PASSAGE SHOWN:
McClellin has been in a groove the last week, routinely winning one-on-one battles with offensive lineman in individual and team drills. The likely plan for the former first-round pick is to move him around the defensive front, lining him up in a two-point or three-point stance depending on the defensive call or the matchup, while sometimes requiring that he cover a tight end or guard the flat on passing downs.

The Bears asked McClellin to do some of that last year as a rookie, but expect to see more of it in 2013. That's because McClellin should receive a significant boost in play-time in the Bears' three-man starting defensive end rotation that also includes Julius Peppers and Corey Wootton.

On the topic of defensive lineman moving around, the Bears had several lineman stand up in a two-point stance and either rush the quarterback or run with a tight end in coverage, the most notable being Pro Bowl defensive tackle Henry Melton.


  • As the wide receiver bubble starts to take shape, Joe Anderson is doing whatever he can to earn a spot on the Bears' final 53-man roster. A standout on special teams in the final three regular-season games of 2012, Anderson has made several impressive catches throughout camp.

    On Tuesday, he beat safety Major Wright down the deep middle of the field and hauled in a touchdown bomb from Cutler.

    "It was just a beautiful pass by Cut, man," Anderson said. "The safety sat and I just ran by him."

    Anderson has the necessary physical skills (6-foot-1, 196 pounds), but admits that he still needs to work on the mental aspect of his game. Anderson was an undrafted rookie free agent last summer out of Texas Southern.

    "I'm just as strong as Brandon Marshall or anyone else that is out here," Anderson said. "So it's not the physical part, it's more mental, like learning the fundamentals of the game. Just the little things that can get you open in tight coverages, and that starts in the film room, getting in your playbook and taking good notes in the meeting room. Then you need to come out on the field and apply it all."

    It appears to be an open competition at wide receiver after the top three on the depth chart. Wideouts Anderson, Eric Weems, Devin Aromashodu, Terrence Toliver, Marquess Wilson, Josh Lenz, Marcus Rucker, Britton Golden and Jerrell Jackson all figure to get an extended look in the upcoming preseason games.

    Wilson, the Bears seventh-round draft choice, is intriguing because although his 6-foot-4, 184 pound frame may not be ready to contribute much for the Bears on offense or special teams this season, would he clear waivers if the team cut him with the intent of bringing him back on the practice squad? The last thing the Bears want to do is completely cut ties with a 20-year old receiver, who if he stayed in school and continued producing at the same rate he had over his first three years at Washington State, would've been a first-round or second-round pick in 2014.


  • Wide receiver Earl Bennett (concussion symptoms), nickel back Kelvin Hayden (hamstring), linebacker D.J. Williams (calf), offensive tackle Jonathan Scott (knee) and Peppers (excused) were all sidelined on Tuesday.

    Left tackle Jermon Bushrod participated in just individual drills for the second consecutive practice as he eases back from a right calf strain.

    Defensive tackle Stephen Paea (hip) had full participation.

DATA EXCERPTS:
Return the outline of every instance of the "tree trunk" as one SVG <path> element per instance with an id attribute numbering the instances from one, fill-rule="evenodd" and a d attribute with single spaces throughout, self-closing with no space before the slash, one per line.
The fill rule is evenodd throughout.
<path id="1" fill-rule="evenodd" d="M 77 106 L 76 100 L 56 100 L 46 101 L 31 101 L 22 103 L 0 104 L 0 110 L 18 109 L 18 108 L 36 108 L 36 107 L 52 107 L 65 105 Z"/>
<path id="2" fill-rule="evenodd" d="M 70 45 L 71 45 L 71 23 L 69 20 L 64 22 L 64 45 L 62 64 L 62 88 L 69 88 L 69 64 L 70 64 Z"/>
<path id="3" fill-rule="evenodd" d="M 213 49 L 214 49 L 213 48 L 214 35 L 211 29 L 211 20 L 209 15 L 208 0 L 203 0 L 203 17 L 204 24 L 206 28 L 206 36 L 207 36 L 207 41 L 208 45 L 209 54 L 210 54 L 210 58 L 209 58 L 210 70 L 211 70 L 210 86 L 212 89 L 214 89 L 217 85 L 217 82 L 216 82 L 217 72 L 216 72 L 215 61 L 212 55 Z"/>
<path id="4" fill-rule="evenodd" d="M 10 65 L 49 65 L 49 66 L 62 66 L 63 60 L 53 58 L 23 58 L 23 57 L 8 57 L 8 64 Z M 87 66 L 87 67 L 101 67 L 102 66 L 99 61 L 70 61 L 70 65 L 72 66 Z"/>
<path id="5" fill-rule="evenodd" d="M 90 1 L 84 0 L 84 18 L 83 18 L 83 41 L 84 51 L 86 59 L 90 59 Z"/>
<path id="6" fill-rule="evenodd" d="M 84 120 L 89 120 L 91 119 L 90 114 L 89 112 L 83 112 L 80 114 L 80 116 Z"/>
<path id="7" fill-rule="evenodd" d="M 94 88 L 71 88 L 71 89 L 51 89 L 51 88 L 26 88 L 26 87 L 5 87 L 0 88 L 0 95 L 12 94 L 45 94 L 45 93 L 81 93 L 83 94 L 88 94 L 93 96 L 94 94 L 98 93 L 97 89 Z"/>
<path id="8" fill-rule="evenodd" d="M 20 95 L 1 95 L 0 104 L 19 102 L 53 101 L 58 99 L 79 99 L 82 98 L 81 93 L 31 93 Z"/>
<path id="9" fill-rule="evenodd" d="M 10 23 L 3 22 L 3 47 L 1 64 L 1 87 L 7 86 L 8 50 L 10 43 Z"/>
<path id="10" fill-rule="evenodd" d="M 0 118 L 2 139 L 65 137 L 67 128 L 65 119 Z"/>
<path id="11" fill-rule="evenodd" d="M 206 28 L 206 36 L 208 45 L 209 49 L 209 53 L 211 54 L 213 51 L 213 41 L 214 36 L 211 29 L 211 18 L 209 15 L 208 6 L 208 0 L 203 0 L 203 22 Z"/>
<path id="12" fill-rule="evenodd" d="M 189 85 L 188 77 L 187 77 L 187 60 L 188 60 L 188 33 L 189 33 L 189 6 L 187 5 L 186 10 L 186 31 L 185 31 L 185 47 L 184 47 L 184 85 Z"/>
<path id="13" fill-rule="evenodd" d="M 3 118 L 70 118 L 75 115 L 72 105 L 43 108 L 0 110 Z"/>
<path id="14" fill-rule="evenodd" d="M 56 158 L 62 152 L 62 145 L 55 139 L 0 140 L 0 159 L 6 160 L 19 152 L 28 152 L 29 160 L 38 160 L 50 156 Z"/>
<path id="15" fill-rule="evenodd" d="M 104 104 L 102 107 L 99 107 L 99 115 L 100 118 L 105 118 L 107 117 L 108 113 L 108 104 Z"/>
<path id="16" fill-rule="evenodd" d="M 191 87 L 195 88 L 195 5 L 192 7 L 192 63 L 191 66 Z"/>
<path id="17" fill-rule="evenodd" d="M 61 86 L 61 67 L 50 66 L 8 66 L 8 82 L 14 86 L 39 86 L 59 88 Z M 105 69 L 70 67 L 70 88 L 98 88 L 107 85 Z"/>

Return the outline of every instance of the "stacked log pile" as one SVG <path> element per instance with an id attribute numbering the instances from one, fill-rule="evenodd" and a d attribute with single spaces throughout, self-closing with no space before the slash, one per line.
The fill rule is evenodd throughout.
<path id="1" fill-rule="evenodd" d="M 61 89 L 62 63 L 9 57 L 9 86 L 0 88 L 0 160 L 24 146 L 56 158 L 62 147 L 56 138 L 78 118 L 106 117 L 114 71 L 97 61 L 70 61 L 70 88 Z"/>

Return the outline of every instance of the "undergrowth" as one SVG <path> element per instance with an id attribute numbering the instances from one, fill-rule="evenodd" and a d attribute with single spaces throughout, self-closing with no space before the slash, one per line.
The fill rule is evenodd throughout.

EXERCISE INSTRUCTIONS:
1/ In the training camp report, which school did Joe Anderson come from as an undrafted rookie free agent?
2/ Reproduce the portion of the training camp report running from "McClellin has been" up to and including "on passing downs.".

ANSWERS TO THE EXERCISES:
1/ Texas Southern

2/
McClellin has been in a groove the last week, routinely winning one-on-one battles with offensive lineman in individual and team drills. The likely plan for the former first-round pick is to move him around the defensive front, lining him up in a two-point or three-point stance depending on the defensive call or the matchup, while sometimes requiring that he cover a tight end or guard the flat on passing downs.